__Short exercise 1__. In the blog post on the confidence gap below, rewrite the paragraph beginning "It is the child who studies thoroughly" as a short bulleted list that keeps its main facts.
__Short exercise 2__. Copy the blog post on the confidence gap below word for word, from "I have been" to "equipped to build.".
__Short exercise 3__. In the blog post on the confidence gap below, what word did both parents independently use in their reviews of The Desha Academy?

__Text shown__.
--- START ---

The Confidence Gap: Why Your Child Knows More Than They Think — And How to Help Them Show It

Two parents left reviews for The Desha Academy recently. They did not know each other. They were not asked any specific questions. They simply shared their experience — and both of them, independently, used the same word.

Confidence.

Not grades. Not test scores. Not syllabus coverage.

Confidence.

I have been thinking about that ever since. Because in my years of working with primary school children in Trinidad and Tobago, confidence is the thing I have watched change everything — more than any textbook, any lesson plan, or any examination technique. And it is the thing our education system is least equipped to build.

This blog is about the confidence gap — what it is, how it develops, and what you can do about it starting tonight.

What the confidence gap is

The confidence gap is the distance between what a child actually knows and what they are willing to show in the moment they are asked to perform.

It is the child who studies thoroughly and then goes blank in the exam. The child who knows the answer but will not raise their hand. The child who produces brilliant work at home and mediocre work at school. The child who says I don't know before they have even tried — not because they do not know, but because saying I don't know is safer than trying and being wrong.

--- END ---

__Supplied information__.
--- START ---

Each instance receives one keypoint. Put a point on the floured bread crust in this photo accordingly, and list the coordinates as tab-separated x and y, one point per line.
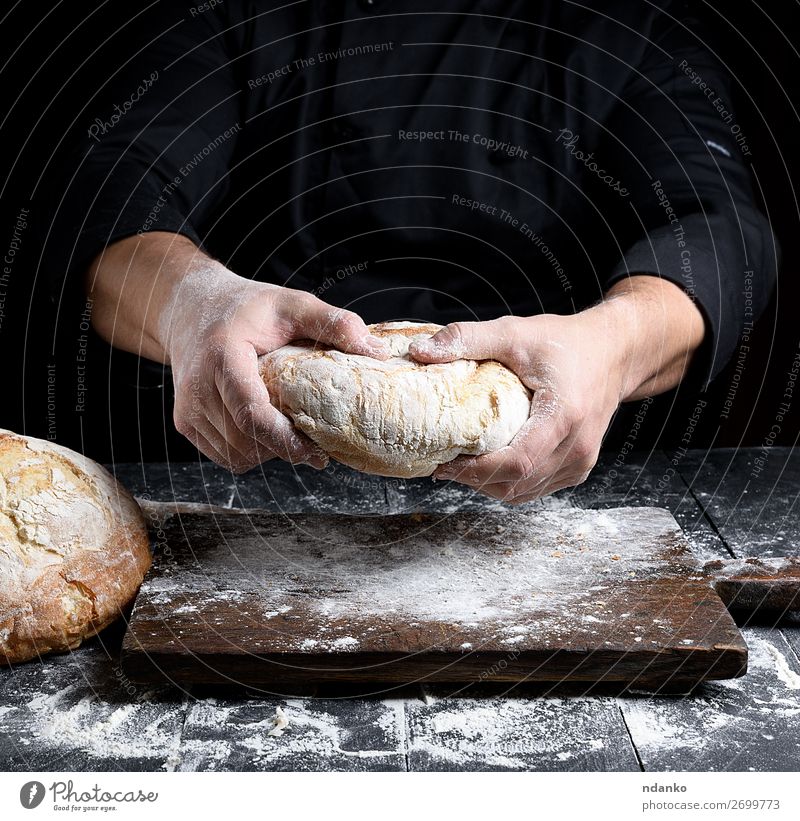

--- END ---

__Worked answer 1__.
- Studies thoroughly, then goes blank in the exam
- Knows the answer but won't raise their hand
- Does brilliant work at home but mediocre work at school
- Says "I don't know" before trying, because it feels safer than trying and being wrong

__Worked answer 2__.
I have been thinking about that ever since. Because in my years of working with primary school children in Trinidad and Tobago, confidence is the thing I have watched change everything — more than any textbook, any lesson plan, or any examination technique. And it is the thing our education system is least equipped to build.

__Worked answer 3__. Confidence.